- **Excerpts from a point labeling dataset**:

· · ·

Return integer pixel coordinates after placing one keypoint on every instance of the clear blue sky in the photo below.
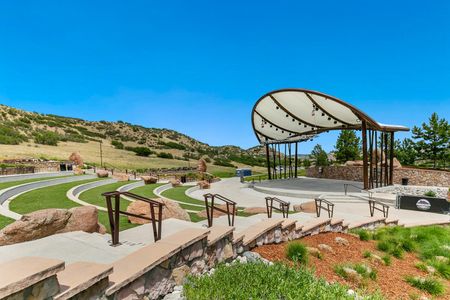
(199, 66)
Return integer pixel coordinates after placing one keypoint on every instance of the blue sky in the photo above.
(199, 66)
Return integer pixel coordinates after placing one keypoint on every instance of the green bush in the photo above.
(297, 252)
(428, 284)
(9, 136)
(260, 281)
(45, 137)
(117, 144)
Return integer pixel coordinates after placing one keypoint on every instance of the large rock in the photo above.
(75, 157)
(149, 179)
(201, 166)
(46, 222)
(102, 173)
(171, 210)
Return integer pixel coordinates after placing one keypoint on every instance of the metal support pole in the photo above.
(364, 141)
(391, 160)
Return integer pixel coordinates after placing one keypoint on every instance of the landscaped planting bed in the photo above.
(360, 264)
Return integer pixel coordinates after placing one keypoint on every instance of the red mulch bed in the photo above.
(390, 279)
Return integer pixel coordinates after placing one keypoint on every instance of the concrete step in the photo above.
(79, 277)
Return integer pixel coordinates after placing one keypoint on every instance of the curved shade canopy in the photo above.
(292, 115)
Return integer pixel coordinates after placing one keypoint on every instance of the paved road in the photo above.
(13, 191)
(9, 178)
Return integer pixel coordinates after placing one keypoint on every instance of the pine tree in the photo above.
(347, 146)
(320, 156)
(433, 139)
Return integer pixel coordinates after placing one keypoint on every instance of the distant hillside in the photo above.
(124, 145)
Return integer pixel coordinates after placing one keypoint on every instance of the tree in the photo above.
(433, 139)
(347, 146)
(320, 156)
(405, 151)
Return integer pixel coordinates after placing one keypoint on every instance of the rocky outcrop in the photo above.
(102, 174)
(47, 222)
(171, 209)
(149, 179)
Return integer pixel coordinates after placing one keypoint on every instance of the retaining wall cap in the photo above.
(80, 276)
(18, 274)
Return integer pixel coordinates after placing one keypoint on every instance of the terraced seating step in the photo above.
(79, 276)
(19, 274)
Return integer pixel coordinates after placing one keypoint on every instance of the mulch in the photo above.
(390, 279)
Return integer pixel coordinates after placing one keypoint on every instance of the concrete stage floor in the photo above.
(307, 187)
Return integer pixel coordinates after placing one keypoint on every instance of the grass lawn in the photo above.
(55, 197)
(94, 196)
(261, 281)
(146, 190)
(5, 185)
(5, 221)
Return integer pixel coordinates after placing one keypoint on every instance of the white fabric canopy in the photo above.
(292, 115)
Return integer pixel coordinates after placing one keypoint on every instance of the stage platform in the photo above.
(307, 187)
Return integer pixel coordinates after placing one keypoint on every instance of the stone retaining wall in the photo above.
(421, 177)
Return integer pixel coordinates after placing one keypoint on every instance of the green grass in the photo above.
(297, 252)
(94, 196)
(5, 185)
(260, 281)
(5, 221)
(428, 284)
(146, 190)
(55, 197)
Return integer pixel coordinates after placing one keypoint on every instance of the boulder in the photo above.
(75, 157)
(47, 222)
(255, 210)
(175, 182)
(201, 166)
(149, 179)
(171, 210)
(341, 241)
(307, 207)
(204, 184)
(102, 173)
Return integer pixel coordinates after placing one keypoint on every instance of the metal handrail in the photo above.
(319, 207)
(283, 206)
(384, 208)
(209, 206)
(114, 213)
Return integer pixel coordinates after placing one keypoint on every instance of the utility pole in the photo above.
(101, 154)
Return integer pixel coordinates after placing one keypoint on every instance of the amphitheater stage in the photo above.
(307, 187)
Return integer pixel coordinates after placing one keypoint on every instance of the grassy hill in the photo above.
(125, 146)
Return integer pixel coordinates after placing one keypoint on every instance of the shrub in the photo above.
(117, 144)
(45, 137)
(297, 252)
(165, 155)
(9, 136)
(260, 281)
(428, 284)
(386, 259)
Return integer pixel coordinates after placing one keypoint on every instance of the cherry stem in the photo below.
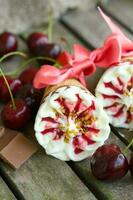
(128, 146)
(65, 41)
(50, 26)
(8, 87)
(12, 54)
(24, 64)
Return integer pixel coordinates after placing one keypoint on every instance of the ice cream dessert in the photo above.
(70, 123)
(115, 92)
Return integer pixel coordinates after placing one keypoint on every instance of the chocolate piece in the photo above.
(15, 148)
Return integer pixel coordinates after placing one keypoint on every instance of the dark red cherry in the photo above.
(14, 84)
(15, 118)
(35, 41)
(28, 75)
(8, 43)
(108, 163)
(31, 96)
(131, 164)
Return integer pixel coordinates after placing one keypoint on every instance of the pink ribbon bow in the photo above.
(83, 62)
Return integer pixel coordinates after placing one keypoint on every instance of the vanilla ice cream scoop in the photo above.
(115, 92)
(70, 123)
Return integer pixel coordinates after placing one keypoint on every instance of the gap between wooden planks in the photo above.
(43, 177)
(92, 29)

· · ·

- **Your task**:
Swap "keypoint" for "marker" everywhere in the entries above, leaving all other text unchanged. Leave the picture placeholders out of your version.

- **Exercise output**:
Return integer pixel coordinates after placing one marker on every instance of the clear blue sky in the photo below.
(199, 66)
Return integer pixel coordinates after placing one marker on every instance of the blue sky in the photo above.
(199, 66)
Return integer pixel coordinates after placing one marker on every instance of the green bush in the photo above.
(297, 252)
(428, 284)
(9, 136)
(260, 281)
(45, 137)
(117, 144)
Return integer pixel coordinates after placing one marker on every instance of the large rock in the photo above.
(75, 157)
(149, 179)
(201, 166)
(46, 222)
(102, 173)
(171, 210)
Return integer pixel coordinates after placing one marker on every instance of the metal support pole in the photo above.
(364, 141)
(391, 160)
Return integer pixel coordinates after placing one marker on every instance of the landscaped planting bed in the photo above.
(360, 264)
Return integer pixel coordinates after placing one marker on every instance of the red mulch bed in the photo above.
(390, 279)
Return integer pixel coordinates after placing one marker on every instance of the concrete step in the photo above.
(79, 277)
Return integer pixel coordinates after placing one marker on every instance of the curved shade canopy in the photo above.
(292, 115)
Return integer pixel coordinates after placing one marker on every instance of the paved road in the photo above.
(13, 191)
(9, 178)
Return integer pixel coordinates after placing one marker on every instance of the pine tree in the photo above.
(347, 146)
(320, 156)
(433, 139)
Return integer pixel coordinates after placing one marker on every instance of the distant hillside in the photo above.
(124, 145)
Return integer pixel coordinates after placing one marker on every instance of the tree in the photo above.
(433, 139)
(347, 146)
(320, 156)
(405, 151)
Return integer pixel coordinates after placing one marker on every instance of the rocky outcrop in the photo above.
(102, 174)
(47, 222)
(171, 209)
(149, 179)
Return integer pixel coordinates after placing one marker on every instance of the retaining wall cap in the photo above.
(80, 276)
(18, 274)
Return integer pixel coordinates after placing one marker on every instance of the terraced seating step in the photo above.
(79, 276)
(19, 274)
Return integer pixel coordinates after placing one marker on every instance of the mulch in the photo above.
(390, 279)
Return integer pixel coordinates after placing one marker on every instance of the concrete stage floor in the photo above.
(307, 187)
Return integer pixel coordinates after placing one marker on every instance of the grass lawn in the photo above.
(55, 197)
(94, 196)
(261, 281)
(146, 190)
(5, 185)
(5, 221)
Return integer pixel coordinates after placing one marker on every instance of the white fabric canopy in the photo above.
(292, 115)
Return integer pixel coordinates after placing one marker on every instance of the stage platform in the photo above.
(307, 187)
Return integer pixel coordinates after placing one marker on every instance of the stone retaining wall in the photo above.
(421, 177)
Return integer pixel coordinates after placing one marker on every instance of the green grass in the photo above.
(297, 252)
(94, 196)
(5, 185)
(260, 281)
(5, 221)
(428, 284)
(146, 190)
(55, 197)
Return integer pixel coordinates after placing one marker on every instance of the boulder in the photo above.
(75, 157)
(47, 222)
(255, 210)
(175, 182)
(201, 166)
(149, 179)
(171, 210)
(341, 241)
(307, 207)
(204, 184)
(102, 173)
Return integer pixel coordinates after placing one marker on every instance of the metal handrail in the photo above.
(319, 207)
(283, 206)
(384, 208)
(209, 206)
(114, 213)
Return integer pixel coordinates after placing one marker on every instance of the utility pole in the photo above.
(101, 154)
Return integer pixel coordinates after placing one marker on every instance of the amphitheater stage in the photo above.
(307, 187)
Return integer pixel coordinates after placing one marker on every instance of the grassy hill in the photo above.
(125, 146)
Return integer pixel coordinates after placing one marker on every instance of the shrub in the photo above.
(117, 144)
(45, 137)
(297, 252)
(165, 155)
(9, 136)
(260, 281)
(428, 284)
(386, 259)
Return integer pixel coordinates after placing one marker on every instance of the cherry stem in the photo below.
(128, 146)
(65, 41)
(50, 26)
(8, 87)
(12, 54)
(24, 64)
Return integer pixel coordinates after placing one marker on every instance of the ice cream dessert in the photo above.
(70, 123)
(115, 92)
Return integer pixel coordinates after placing one marker on every instance of the chocolate piece in the photo above.
(15, 148)
Return integer pixel coordinates after placing one marker on every instance of the dark red cherry in the photo above.
(14, 84)
(15, 118)
(35, 41)
(28, 75)
(8, 43)
(108, 163)
(31, 96)
(131, 164)
Return integer pixel coordinates after placing one marker on every instance of the pink ribbon bow in the photo above.
(83, 62)
Return integer pixel coordinates after placing one marker on every instance of the vanilla ice cream scoop in the photo above.
(115, 92)
(70, 123)
Return integer pixel coordinates after placing one marker on every instance of the gap between wooden planks in the photo above.
(43, 177)
(92, 29)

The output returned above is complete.